==== Dataset content
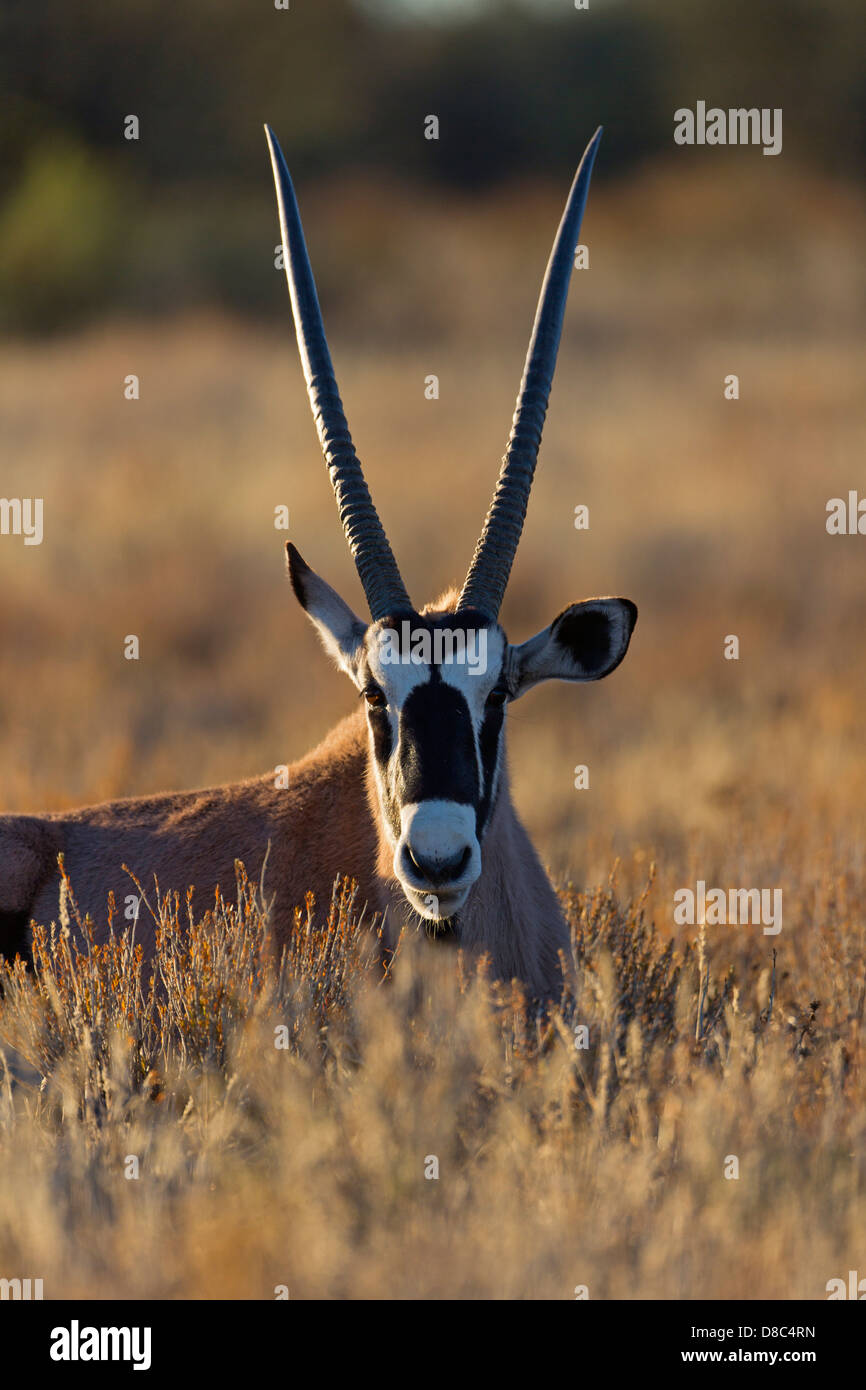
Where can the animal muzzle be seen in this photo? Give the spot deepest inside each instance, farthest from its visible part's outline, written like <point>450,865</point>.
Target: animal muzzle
<point>438,856</point>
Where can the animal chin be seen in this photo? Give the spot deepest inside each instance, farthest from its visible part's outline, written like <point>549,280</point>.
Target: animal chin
<point>434,906</point>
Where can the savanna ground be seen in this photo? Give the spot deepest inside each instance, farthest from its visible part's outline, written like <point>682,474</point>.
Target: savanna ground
<point>303,1165</point>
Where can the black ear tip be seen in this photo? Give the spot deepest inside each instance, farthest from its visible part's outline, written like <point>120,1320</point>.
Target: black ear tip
<point>298,573</point>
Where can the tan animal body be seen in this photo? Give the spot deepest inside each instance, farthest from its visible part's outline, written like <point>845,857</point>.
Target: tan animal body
<point>409,795</point>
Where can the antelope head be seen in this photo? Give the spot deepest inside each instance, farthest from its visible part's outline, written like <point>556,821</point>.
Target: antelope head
<point>435,683</point>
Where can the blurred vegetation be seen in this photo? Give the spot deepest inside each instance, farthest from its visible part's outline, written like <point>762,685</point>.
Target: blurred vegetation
<point>184,216</point>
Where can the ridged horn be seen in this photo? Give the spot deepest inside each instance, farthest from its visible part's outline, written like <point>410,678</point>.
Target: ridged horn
<point>494,556</point>
<point>364,533</point>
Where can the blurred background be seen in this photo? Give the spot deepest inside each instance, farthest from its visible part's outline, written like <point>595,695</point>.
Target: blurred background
<point>156,257</point>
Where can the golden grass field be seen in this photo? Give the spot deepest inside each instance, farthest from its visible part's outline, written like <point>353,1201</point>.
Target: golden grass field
<point>558,1168</point>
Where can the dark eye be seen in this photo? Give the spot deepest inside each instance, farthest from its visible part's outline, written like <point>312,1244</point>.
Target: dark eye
<point>498,697</point>
<point>374,697</point>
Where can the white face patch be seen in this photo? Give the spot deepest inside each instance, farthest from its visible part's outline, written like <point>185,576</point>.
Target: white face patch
<point>434,781</point>
<point>438,856</point>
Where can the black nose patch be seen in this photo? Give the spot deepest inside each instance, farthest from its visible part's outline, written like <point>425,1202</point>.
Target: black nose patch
<point>437,749</point>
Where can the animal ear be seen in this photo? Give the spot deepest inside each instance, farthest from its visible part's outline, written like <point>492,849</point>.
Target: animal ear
<point>587,641</point>
<point>341,630</point>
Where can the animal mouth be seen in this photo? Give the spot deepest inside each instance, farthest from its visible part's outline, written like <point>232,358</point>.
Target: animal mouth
<point>445,931</point>
<point>437,906</point>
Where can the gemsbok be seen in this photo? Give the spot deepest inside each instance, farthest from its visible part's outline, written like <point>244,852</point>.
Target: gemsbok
<point>409,795</point>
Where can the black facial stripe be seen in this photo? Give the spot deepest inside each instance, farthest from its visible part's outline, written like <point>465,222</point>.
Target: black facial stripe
<point>437,748</point>
<point>380,727</point>
<point>488,742</point>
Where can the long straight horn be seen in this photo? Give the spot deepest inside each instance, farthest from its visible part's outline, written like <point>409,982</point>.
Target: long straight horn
<point>495,551</point>
<point>367,541</point>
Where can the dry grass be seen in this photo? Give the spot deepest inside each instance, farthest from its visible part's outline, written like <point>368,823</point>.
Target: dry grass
<point>284,1119</point>
<point>305,1166</point>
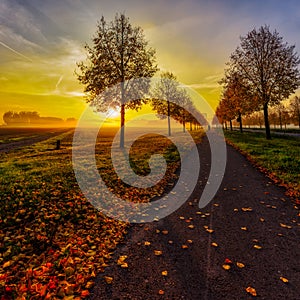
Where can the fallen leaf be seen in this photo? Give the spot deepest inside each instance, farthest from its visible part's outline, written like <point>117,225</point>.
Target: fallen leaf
<point>108,279</point>
<point>251,291</point>
<point>257,247</point>
<point>246,209</point>
<point>226,267</point>
<point>285,226</point>
<point>228,261</point>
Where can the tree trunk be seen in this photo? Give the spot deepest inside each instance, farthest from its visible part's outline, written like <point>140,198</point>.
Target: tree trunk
<point>240,121</point>
<point>280,120</point>
<point>169,120</point>
<point>122,135</point>
<point>267,125</point>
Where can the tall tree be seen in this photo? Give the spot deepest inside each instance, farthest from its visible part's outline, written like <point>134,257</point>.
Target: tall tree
<point>269,67</point>
<point>165,95</point>
<point>294,108</point>
<point>119,54</point>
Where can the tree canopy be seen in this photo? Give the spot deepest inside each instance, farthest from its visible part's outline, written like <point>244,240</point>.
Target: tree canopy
<point>267,66</point>
<point>119,54</point>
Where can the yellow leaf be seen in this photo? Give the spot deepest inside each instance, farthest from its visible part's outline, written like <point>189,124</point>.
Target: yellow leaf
<point>284,279</point>
<point>257,247</point>
<point>285,226</point>
<point>108,279</point>
<point>7,264</point>
<point>226,267</point>
<point>251,291</point>
<point>246,209</point>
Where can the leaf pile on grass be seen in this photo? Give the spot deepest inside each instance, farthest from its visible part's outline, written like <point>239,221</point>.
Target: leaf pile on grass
<point>278,158</point>
<point>53,242</point>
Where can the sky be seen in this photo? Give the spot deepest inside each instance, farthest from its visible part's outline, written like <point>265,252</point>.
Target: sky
<point>41,42</point>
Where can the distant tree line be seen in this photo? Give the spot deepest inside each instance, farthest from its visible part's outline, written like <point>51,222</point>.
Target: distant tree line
<point>280,116</point>
<point>262,72</point>
<point>32,118</point>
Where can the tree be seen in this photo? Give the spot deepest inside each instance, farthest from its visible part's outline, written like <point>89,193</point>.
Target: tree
<point>165,95</point>
<point>294,108</point>
<point>237,99</point>
<point>119,54</point>
<point>268,66</point>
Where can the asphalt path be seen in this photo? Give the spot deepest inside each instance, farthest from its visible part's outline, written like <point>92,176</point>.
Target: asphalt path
<point>4,148</point>
<point>255,231</point>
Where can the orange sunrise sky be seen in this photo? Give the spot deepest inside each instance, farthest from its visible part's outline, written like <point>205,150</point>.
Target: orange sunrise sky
<point>41,41</point>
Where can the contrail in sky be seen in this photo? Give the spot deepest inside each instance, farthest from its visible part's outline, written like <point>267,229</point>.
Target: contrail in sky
<point>16,52</point>
<point>59,81</point>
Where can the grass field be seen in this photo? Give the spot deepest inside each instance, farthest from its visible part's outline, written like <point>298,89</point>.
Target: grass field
<point>280,157</point>
<point>53,242</point>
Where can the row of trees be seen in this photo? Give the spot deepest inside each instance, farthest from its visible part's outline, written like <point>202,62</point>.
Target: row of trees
<point>262,72</point>
<point>119,55</point>
<point>31,118</point>
<point>280,116</point>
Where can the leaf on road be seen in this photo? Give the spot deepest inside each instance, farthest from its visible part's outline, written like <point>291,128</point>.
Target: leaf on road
<point>285,226</point>
<point>283,279</point>
<point>226,267</point>
<point>257,247</point>
<point>246,209</point>
<point>251,291</point>
<point>108,279</point>
<point>240,265</point>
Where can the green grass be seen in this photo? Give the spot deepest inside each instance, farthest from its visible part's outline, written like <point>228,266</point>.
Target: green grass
<point>52,240</point>
<point>280,156</point>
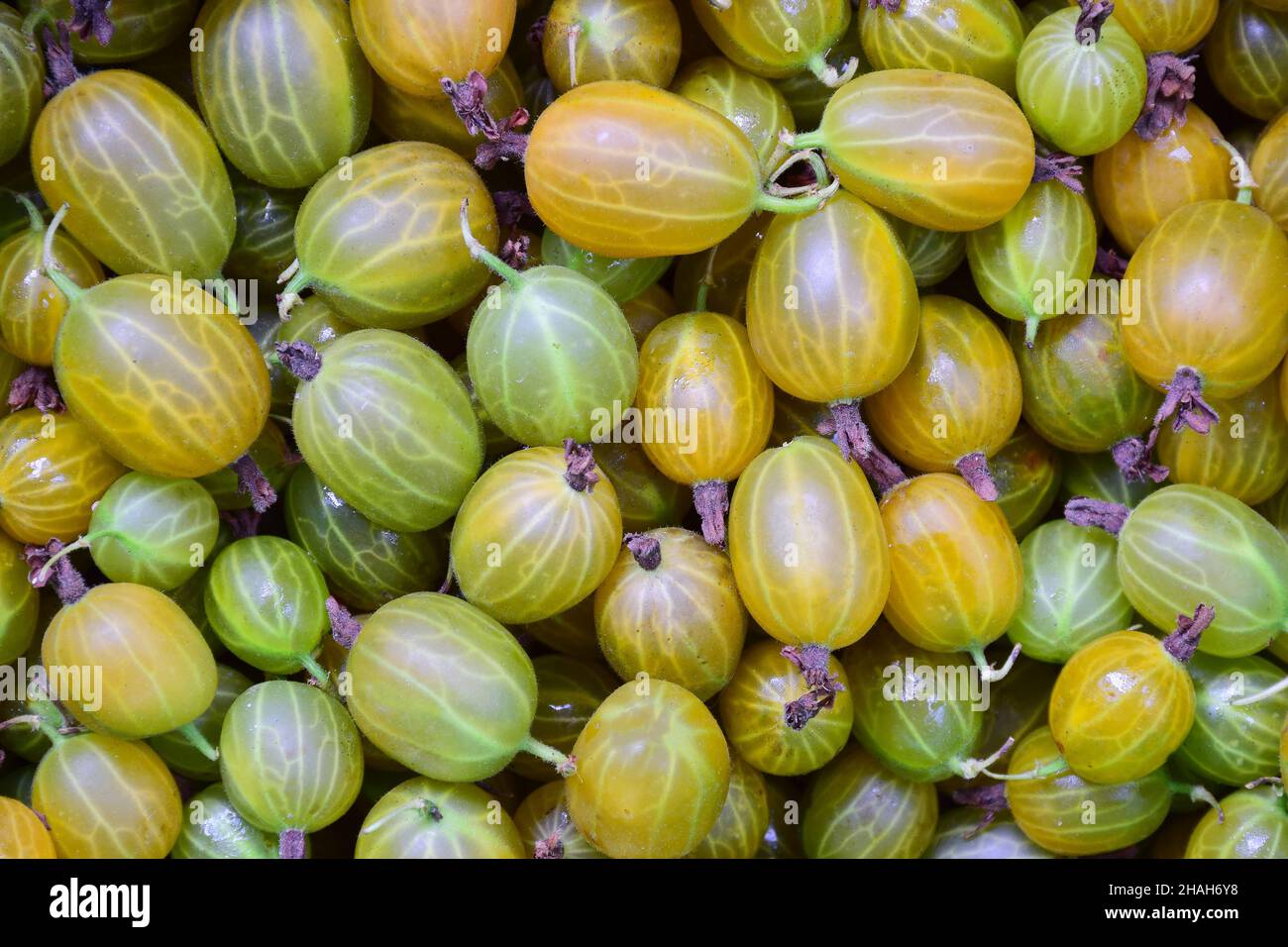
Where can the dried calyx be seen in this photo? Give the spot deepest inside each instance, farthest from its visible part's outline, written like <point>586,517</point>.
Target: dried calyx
<point>501,141</point>
<point>1102,514</point>
<point>1171,86</point>
<point>1184,641</point>
<point>1057,166</point>
<point>37,388</point>
<point>811,661</point>
<point>580,460</point>
<point>252,482</point>
<point>1091,20</point>
<point>645,549</point>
========
*Your goal*. Using the data above, write out every line exactly, leaving the images behind.

*Answer to this problem*.
Where can the animal muzzle be seen in this photo? Give the spot deepest inside each instance, farthest from its visible part's outline, written like <point>450,865</point>.
Target: animal muzzle
<point>438,856</point>
Where can the animal chin be seen in this photo? Give the spot deepest inside each instance, farthest from its visible part's outline, written like <point>549,280</point>.
Target: animal chin
<point>434,906</point>
Where can the savanna ground be seen in this photo? Give the spot deepest inside each instance, farthest from its visible part's outline, written like <point>682,474</point>.
Target: savanna ground
<point>303,1165</point>
Where can the black ear tip be seen in this photo? Give the spot deepest inside each instance, farthest from its visible part's outline, written like <point>120,1320</point>.
Target: black ear tip
<point>298,573</point>
Where can the tan animal body be seen in this photo? Give the spot deepest inside each instance, farthest from its visible part's outline, written like <point>845,857</point>.
Target: tan animal body
<point>409,795</point>
Where can the antelope head be seen in this photo? Give the spot deepest inside each instance, farthest from its visible part's outline, written like <point>556,821</point>.
Target: antelope head
<point>435,683</point>
Where can the blurred vegetation be seen in this photo? Give the spot deepest inside each instance, farthest from its visible part's outline, written like <point>762,685</point>.
Target: blurred vegetation
<point>184,216</point>
Where can the ridged horn be seen in this photo? Give the spot deepest inside each instance, farthest from its visible part's outline, written like <point>410,678</point>.
Target: ridged horn
<point>494,556</point>
<point>364,533</point>
Where can the blurred background be seen in this photo? Give the spot deepest inside each instance, farthest from its visible part's outline, written like <point>595,695</point>.
Target: blurred background
<point>156,257</point>
Where can the golden grass field be seen in this photo? Give the spot deepest inside each instance, farthest from its visible part's outline, written like <point>353,1201</point>.
Target: golden grass field
<point>558,1168</point>
Where can the dark eye be seen in this photo? Give the spot deepest inside each instance, farthest from its visible part's outline, written like <point>312,1244</point>.
Target: dark eye
<point>498,697</point>
<point>374,697</point>
Where can the white face patch be seen in this photo? Give the spot deepest inside each instance, farthest from its visible part's outline, written like <point>185,576</point>.
Target: white face patch
<point>434,781</point>
<point>438,856</point>
Where can the black nose patch be seen in this photo? Give the spot deepest inside each instance, farthest from its visible part's outline, written like <point>425,1202</point>.
Target: black nose patch
<point>437,749</point>
Where can the animal ear be seen in this photo? Give the spot deepest inside each instance, farthest from its visible part's outline, written like <point>492,849</point>.
Target: animal ear
<point>587,641</point>
<point>341,630</point>
Where can the animal mouth be seen in this photo? Give the spot deepest inside each instance, farthest from its visible part's outline, written like <point>232,358</point>.
Target: animal mouth
<point>445,931</point>
<point>437,906</point>
Where can the gemsbok be seen in this photo? Give the spot deepest inside each instance, farthest from its visible part's outline, written like <point>244,852</point>.
Target: gemsbok
<point>409,795</point>
Where can the black facial stripe be seen in this photo? Give the spot deepest inside each instance, farthest from its visible part's outline, written like <point>465,222</point>.
Target: black facial stripe
<point>437,748</point>
<point>380,727</point>
<point>488,742</point>
Where can the long straight horn be seen in this photo? Give the spot deepest inside each instance, farthest from its visible part's outline, written like <point>409,982</point>.
Target: long straight horn
<point>495,551</point>
<point>367,541</point>
Where can the dry grass be seen in this photo? Give the spot deepest inside each instance, farthest from its visible part's outline, written like <point>368,823</point>.
Target: dry grass
<point>284,1119</point>
<point>305,1166</point>
Where can the fallen leaf be seen in this photo? Give the spot deepest inside each instance, farthest from its visible part's outline, written like <point>117,225</point>.
Target: fallen leaf
<point>108,279</point>
<point>251,291</point>
<point>257,247</point>
<point>246,209</point>
<point>226,267</point>
<point>285,226</point>
<point>228,261</point>
Where can the tree trunk be seen in this photo? Give the spot deepest inside each instance, farthest from its visible part's outline, written like <point>140,198</point>.
Target: tree trunk
<point>240,121</point>
<point>280,120</point>
<point>169,120</point>
<point>122,135</point>
<point>267,125</point>
Where can the tall tree be seen in this photo? Give the spot deepest inside each instance, farthest from its visible part's outline, written like <point>134,257</point>.
Target: tall tree
<point>269,67</point>
<point>165,95</point>
<point>294,108</point>
<point>119,54</point>
Where can the tree canopy be seen in this photo? Give the spot deepest inside each instance, farthest from its visible part's outline, written like <point>244,240</point>.
Target: tree canopy
<point>267,66</point>
<point>119,54</point>
Where can the yellow leaf be seen in this photo? Give the spot deepest inside each instance, farthest from its visible part's outline, written like <point>189,124</point>.
Target: yellow leaf
<point>284,279</point>
<point>257,247</point>
<point>285,226</point>
<point>108,279</point>
<point>7,264</point>
<point>226,267</point>
<point>251,291</point>
<point>246,209</point>
Where can the leaf pile on grass be seen in this photo? Give the spot deepest inside each instance, farthest from its visible part's outline, written like <point>239,221</point>.
Target: leaf pile on grass
<point>278,158</point>
<point>53,242</point>
Where can the sky be seen in this photo? Give the spot deepest inside each instance, farthest from its visible part's outline, written like <point>265,252</point>.
Target: sky
<point>41,42</point>
Where can the distant tree line be seen in this photo? Give the spot deepest inside each instance, farthest from its visible part's outline, written like <point>51,222</point>.
Target: distant tree line
<point>280,116</point>
<point>262,72</point>
<point>32,118</point>
Where can the tree be seen in this photo? Give the spot deepest inside each instance, farthest from its visible part's outline, written like <point>89,193</point>.
Target: tree
<point>165,95</point>
<point>294,108</point>
<point>237,99</point>
<point>119,54</point>
<point>268,66</point>
Where can the asphalt path be seen in this photo? Give the spot deepest inside each instance, farthest from its visible part's outline, written like <point>92,176</point>.
Target: asphalt path
<point>4,148</point>
<point>255,231</point>
Where can the orange sunrise sky be seen in this photo? Give the spot deepest inside each instance, farthest from its visible part's outline, written like <point>205,150</point>.
Target: orange sunrise sky
<point>41,41</point>
Where can the contrail in sky be seen in this photo? Give the spot deepest inside each instance, farthest from its visible part's outline, written like <point>267,229</point>.
Target: contrail in sky
<point>16,52</point>
<point>59,81</point>
Where can the grass field be seen in this photo? Give the spot deepest inside each instance, farthest from its visible part's outline, written like <point>298,89</point>.
Target: grass field
<point>280,157</point>
<point>53,242</point>
Where can the row of trees be seen in this photo? Give the spot deepest inside each instance, farthest from its visible part's outline, written like <point>202,62</point>.
Target: row of trees
<point>262,72</point>
<point>119,55</point>
<point>31,118</point>
<point>280,116</point>
Where can the leaf on road be seen in this photo? Give the spot deepest inside each instance, farthest from its visible part's outline, written like <point>291,128</point>.
Target: leaf on road
<point>285,226</point>
<point>283,279</point>
<point>226,267</point>
<point>257,247</point>
<point>246,209</point>
<point>251,291</point>
<point>108,279</point>
<point>240,265</point>
Where can the green grass be seen in this photo? Give the spot deepest inside each instance, farthest from its visible part's outline, written like <point>228,266</point>.
Target: green grass
<point>52,240</point>
<point>280,156</point>
Where can the dried calyx be seen in this photo? Give the spot deepest inside each instance, farthest from its visible part's outline, written like <point>586,517</point>.
Target: dried calyx
<point>501,141</point>
<point>1102,514</point>
<point>1171,86</point>
<point>1184,641</point>
<point>1057,166</point>
<point>37,388</point>
<point>811,661</point>
<point>580,460</point>
<point>252,482</point>
<point>1091,20</point>
<point>645,549</point>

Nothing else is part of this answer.